═════ Information provided

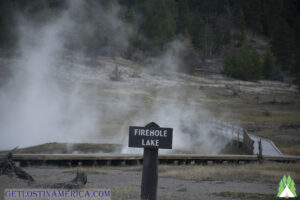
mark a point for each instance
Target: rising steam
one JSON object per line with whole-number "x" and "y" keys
{"x": 54, "y": 95}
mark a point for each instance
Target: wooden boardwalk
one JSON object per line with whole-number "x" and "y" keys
{"x": 133, "y": 159}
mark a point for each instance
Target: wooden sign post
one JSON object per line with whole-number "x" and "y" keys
{"x": 151, "y": 137}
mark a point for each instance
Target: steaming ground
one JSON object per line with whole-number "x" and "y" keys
{"x": 90, "y": 107}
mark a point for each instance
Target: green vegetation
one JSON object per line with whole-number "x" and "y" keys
{"x": 244, "y": 64}
{"x": 269, "y": 65}
{"x": 210, "y": 25}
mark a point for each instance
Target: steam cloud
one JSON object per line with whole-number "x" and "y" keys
{"x": 54, "y": 96}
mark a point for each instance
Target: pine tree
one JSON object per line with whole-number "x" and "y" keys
{"x": 241, "y": 25}
{"x": 159, "y": 24}
{"x": 282, "y": 44}
{"x": 268, "y": 64}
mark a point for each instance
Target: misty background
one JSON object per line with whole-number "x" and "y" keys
{"x": 58, "y": 91}
{"x": 83, "y": 71}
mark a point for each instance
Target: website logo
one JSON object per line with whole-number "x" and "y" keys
{"x": 287, "y": 188}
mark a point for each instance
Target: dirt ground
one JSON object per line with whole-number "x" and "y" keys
{"x": 174, "y": 181}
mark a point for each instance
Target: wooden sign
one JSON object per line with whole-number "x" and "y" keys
{"x": 150, "y": 137}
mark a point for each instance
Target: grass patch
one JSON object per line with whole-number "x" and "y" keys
{"x": 268, "y": 172}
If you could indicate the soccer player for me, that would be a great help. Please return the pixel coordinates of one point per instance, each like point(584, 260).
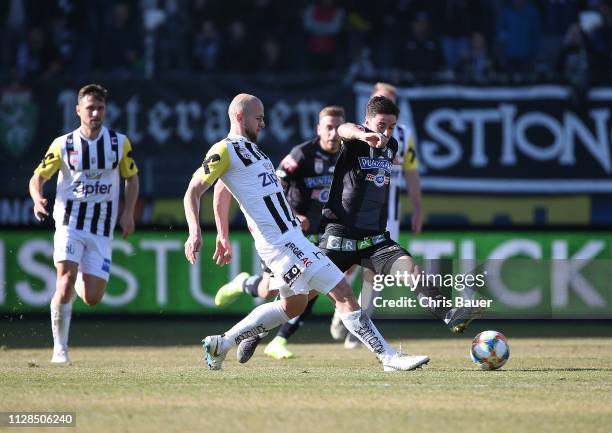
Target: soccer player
point(405, 166)
point(297, 265)
point(305, 174)
point(356, 212)
point(90, 161)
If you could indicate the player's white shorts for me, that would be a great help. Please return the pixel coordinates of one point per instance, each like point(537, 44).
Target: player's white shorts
point(393, 229)
point(92, 252)
point(299, 266)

══════════

**Instruction**
Could you write out the part of the records that opens with the line containing "If you could indicate the soccer" and runs through the end of the records, requests included and pictures left out, rescaling every coordinate in the answers by 1.65 and rounding each to a whole number with halves rounded up?

**The response**
If you could indicate the soccer player for me, that would be a great help. Please return the pixel coordinates of one point per instance, each like point(584, 260).
Target: soccer player
point(668, 274)
point(490, 437)
point(503, 287)
point(587, 350)
point(149, 266)
If you could indicate the player's white shorts for me, that would be a great help. Please return the pixel coordinates of one point per instance, each like point(537, 44).
Target: player's white shorts
point(648, 378)
point(152, 416)
point(493, 439)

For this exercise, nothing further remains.